• **Document passage**:
--------
[Date Prev][Date Next][Thread Prev][Thread Next][Date Index][Thread Index]

Re: [RFC KERNEL PATCH v2 2/3] xen/pvh: Unmask irq for passthrough device in PVH dom0



On 2023/12/5 17:19, Roger Pau Monné wrote:
> On Mon, Dec 04, 2023 at 02:19:33PM -0800, Stefano Stabellini wrote:
>> On Mon, 4 Dec 2023, Roger Pau Monné wrote:
>>> On Fri, Dec 01, 2023 at 07:37:55PM -0800, Stefano Stabellini wrote:
>>>> On Fri, 1 Dec 2023, Roger Pau Monné wrote:
>>>>> On Thu, Nov 30, 2023 at 07:15:17PM -0800, Stefano Stabellini wrote:
>>>>>> On Thu, 30 Nov 2023, Roger Pau Monné wrote:
>>>>>>> On Wed, Nov 29, 2023 at 07:53:59PM -0800, Stefano Stabellini wrote:
>>>>>>>> On Fri, 24 Nov 2023, Jiqian Chen wrote:
>>>>>>>>> This patch is to solve two problems we encountered when we try to
>>>>>>>>> passthrough a device to hvm domU base on Xen PVH dom0.
>>>>>>>>>
>>>>>>>>> First, hvm guest will alloc a pirq and irq for a passthrough device
>>>>>>>>> by using gsi, before that, the gsi must first has a mapping in dom0,
>>>>>>>>> see Xen code pci_add_dm_done->xc_domain_irq_permission, it will call
>>>>>>>>> into Xen and check whether dom0 has the mapping. See
>>>>>>>>> XEN_DOMCTL_irq_permission->pirq_access_permitted, "current" is PVH
>>>>>>>>> dom0 and it return irq is 0, and then return -EPERM.
>>>>>>>>> This is because the passthrough device doesn't do PHYSDEVOP_map_pirq
>>>>>>>>> when thay are enabled.
>>>>>>>>>
>>>>>>>>> Second, in PVH dom0, the gsi of a passthrough device doesn't get
>>>>>>>>> registered, but gsi must be configured for it to be able to be
>>>>>>>>> mapped into a domU.
>>>>>>>>>
>>>>>>>>> After searching codes, we can find map_pirq and register_gsi will be
>>>>>>>>> done in function vioapic_write_redirent->vioapic_hwdom_map_gsi when
>>>>>>>>> the gsi(aka ioapic's pin) is unmasked in PVH dom0. So the problems
>>>>>>>>> can be conclude to that the gsi of a passthrough device doesn't be
>>>>>>>>> unmasked.
>>>>>>>>>
>>>>>>>>> To solve the unmaske problem, this patch call the unmask_irq when we
>>>>>>>>> assign a device to be passthrough. So that the gsi can get registered
>>>>>>>>> and mapped in PVH dom0.
>>>>>>>>
>>>>>>>>
>>>>>>>> Roger, this seems to be more of a Xen issue than a Linux issue. Why do
>>>>>>>> we need the unmask check in Xen? Couldn't we just do:
>>>>>>>>
>>>>>>>>
>>>>>>>> diff --git a/xen/arch/x86/hvm/vioapic.c b/xen/arch/x86/hvm/vioapic.c
>>>>>>>> index 4e40d3609a..df262a4a18 100644
>>>>>>>> --- a/xen/arch/x86/hvm/vioapic.c
>>>>>>>> +++ b/xen/arch/x86/hvm/vioapic.c
>>>>>>>> @@ -287,7 +287,7 @@ static void vioapic_write_redirent(
>>>>>>>>              hvm_dpci_eoi(d, gsi);
>>>>>>>>      }
>>>>>>>>  
>>>>>>>> -    if ( is_hardware_domain(d) && unmasked )
--------
• **Material shown**:
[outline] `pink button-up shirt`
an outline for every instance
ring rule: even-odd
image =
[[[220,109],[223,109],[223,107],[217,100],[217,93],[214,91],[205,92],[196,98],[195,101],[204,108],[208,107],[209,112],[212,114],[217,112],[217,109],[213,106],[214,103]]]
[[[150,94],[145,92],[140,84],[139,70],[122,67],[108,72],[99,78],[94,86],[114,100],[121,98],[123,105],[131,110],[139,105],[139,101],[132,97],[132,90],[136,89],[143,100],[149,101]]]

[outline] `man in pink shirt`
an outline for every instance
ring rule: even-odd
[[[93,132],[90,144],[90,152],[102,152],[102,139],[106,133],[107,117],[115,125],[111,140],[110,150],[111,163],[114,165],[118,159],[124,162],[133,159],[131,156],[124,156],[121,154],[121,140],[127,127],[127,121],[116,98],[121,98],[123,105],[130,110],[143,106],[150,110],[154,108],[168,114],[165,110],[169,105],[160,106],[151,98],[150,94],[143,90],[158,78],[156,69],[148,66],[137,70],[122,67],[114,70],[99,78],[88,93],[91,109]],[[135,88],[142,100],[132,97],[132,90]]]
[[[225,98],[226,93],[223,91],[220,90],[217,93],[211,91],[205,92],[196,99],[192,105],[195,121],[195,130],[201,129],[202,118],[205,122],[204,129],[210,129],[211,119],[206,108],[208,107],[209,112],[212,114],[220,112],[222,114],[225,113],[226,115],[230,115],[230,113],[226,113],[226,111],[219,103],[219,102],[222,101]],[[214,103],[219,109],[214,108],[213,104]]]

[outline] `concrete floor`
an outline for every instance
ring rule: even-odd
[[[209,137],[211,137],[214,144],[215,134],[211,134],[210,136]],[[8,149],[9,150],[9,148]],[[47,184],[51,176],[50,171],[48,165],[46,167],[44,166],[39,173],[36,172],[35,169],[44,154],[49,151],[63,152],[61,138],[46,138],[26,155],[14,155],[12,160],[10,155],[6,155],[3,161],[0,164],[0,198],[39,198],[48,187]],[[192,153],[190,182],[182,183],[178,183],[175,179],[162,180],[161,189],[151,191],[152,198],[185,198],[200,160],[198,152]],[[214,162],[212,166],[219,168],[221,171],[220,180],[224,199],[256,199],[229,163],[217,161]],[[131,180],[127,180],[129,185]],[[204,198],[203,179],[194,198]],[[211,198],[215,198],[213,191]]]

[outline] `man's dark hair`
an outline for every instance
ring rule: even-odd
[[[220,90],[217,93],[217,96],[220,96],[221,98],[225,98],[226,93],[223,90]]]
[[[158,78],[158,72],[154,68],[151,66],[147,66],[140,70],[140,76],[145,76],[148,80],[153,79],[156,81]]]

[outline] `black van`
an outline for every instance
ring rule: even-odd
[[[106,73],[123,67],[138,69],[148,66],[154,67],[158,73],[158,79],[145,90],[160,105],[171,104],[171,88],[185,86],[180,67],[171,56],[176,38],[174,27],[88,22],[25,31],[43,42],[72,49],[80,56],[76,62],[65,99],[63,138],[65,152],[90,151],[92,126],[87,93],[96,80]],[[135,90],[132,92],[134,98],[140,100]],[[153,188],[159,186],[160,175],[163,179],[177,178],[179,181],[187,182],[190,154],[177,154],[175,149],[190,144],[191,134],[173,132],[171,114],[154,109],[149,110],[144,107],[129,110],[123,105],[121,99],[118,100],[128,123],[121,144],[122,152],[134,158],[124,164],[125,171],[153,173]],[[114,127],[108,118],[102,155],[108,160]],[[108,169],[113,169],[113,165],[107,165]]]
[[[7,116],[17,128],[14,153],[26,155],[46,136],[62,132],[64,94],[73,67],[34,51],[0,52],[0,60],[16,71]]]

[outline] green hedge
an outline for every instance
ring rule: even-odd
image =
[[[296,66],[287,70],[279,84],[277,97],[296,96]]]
--------
• **Stated goal A**: Do these statements agree with the Xen passthrough email? For each, answer yes or no and quote the deciding words from the email: (i) The proposed diff changes the file xen/arch/x86/hvm/vioapic.c. (ii) Stefano says the problem seems to be more of a Linux issue than a Xen issue. (iii) In PVH dom0, the gsi of a passthrough device gets registered.
• **Stated goal B**: Repeat the section of the Xen passthrough email starting at "On 2023/12/5 17:19, Roger" and ending at "Xen PVH dom0.".
• **Stated goal C**: Write what comes next in the Xen passthrough email, picking up after its last line.
None of the items are needed here.

• **Task answer A**:
(i) Yes: "diff --git a/xen/arch/x86/hvm/vioapic.c b/xen/arch/x86/hvm/vioapic.c"
(ii) No: "this seems to be more of a Xen issue than a Linux issue"
(iii) No: "the gsi of a passthrough device doesn't get"

• **Task answer B**:
On 2023/12/5 17:19, Roger Pau Monné wrote:
> On Mon, Dec 04, 2023 at 02:19:33PM -0800, Stefano Stabellini wrote:
>> On Mon, 4 Dec 2023, Roger Pau Monné wrote:
>>> On Fri, Dec 01, 2023 at 07:37:55PM -0800, Stefano Stabellini wrote:
>>>> On Fri, 1 Dec 2023, Roger Pau Monné wrote:
>>>>> On Thu, Nov 30, 2023 at 07:15:17PM -0800, Stefano Stabellini wrote:
>>>>>> On Thu, 30 Nov 2023, Roger Pau Monné wrote:
>>>>>>> On Wed, Nov 29, 2023 at 07:53:59PM -0800, Stefano Stabellini wrote:
>>>>>>>> On Fri, 24 Nov 2023, Jiqian Chen wrote:
>>>>>>>>> This patch is to solve two problems we encountered when we try to
>>>>>>>>> passthrough a device to hvm domU base on Xen PVH dom0.

• **Task answer C**:
>>>>>>>> +    if ( is_hardware_domain(d) )
>>>>>>>>      {
>>>>>>>>          /*
>>>>>>>>           * NB: don't call vioapic_hwdom_map_gsi while holding 
>>>>>>>> hvm.irq_lock
>>>>>>>
>>>>>>> There are some issues with this approach.
>>>>>>>
>>>>>>> mp_register_gsi() will only setup the trigger and polarity of the
>>>>>>> IO-APIC pin once, so we do so once the guest unmask the pin in order
>>>>>>> to assert that the configuration is the intended one.  A guest is
>>>>>>> allowed to write all kind of nonsense stuff to the IO-APIC RTE, but
>>>>>>> that doesn't take effect unless the pin is unmasked.
>>>>>>>
>>>>>>> Overall the question would be whether we have any guarantees that
>>>>>>> the hardware domain has properly configured the pin, even if it's not
>>>>>>> using it itself (as it hasn't been unmasked).
>>>>>>>
>>>>>>> IIRC PCI legacy interrupts are level triggered and low polarity, so we
>>>>>>> could configure any pins that are not setup at bind time?
>>>>>>
>>>>>> That could work.
>>>>>>
>>>>>> Another idea is to move only the call to allocate_and_map_gsi_pirq at
>>>>>> bind time? That might be enough to pass a pirq_access_permitted check.
>>>>>
>>>>> Maybe, albeit that would change the behavior of XEN_DOMCTL_bind_pt_irq
>>>>> just for PT_IRQ_TYPE_PCI and only when called from a PVH dom0 (as the
>>>>> parameter would be a GSI instead of a previously mapped IRQ).  Such
>>>>> difference just for PT_IRQ_TYPE_PCI is slightly weird - if we go that
>>>>> route I would recommend that we instead introduce a new dmop that has
>>>>> this syntax regardless of the domain type it's called from.
>>>>
>>>> Looking at the code it is certainly a bit confusing. My point was that
>>>> we don't need to wait until polarity and trigger are set appropriately
>>>> to allow Dom0 to pass successfully a pirq_access_permitted() check. Xen
>>>> should be able to figure out that Dom0 is permitted pirq access.
>>>
>>> The logic is certainly not straightforward, and it could benefit from
>>> some comments.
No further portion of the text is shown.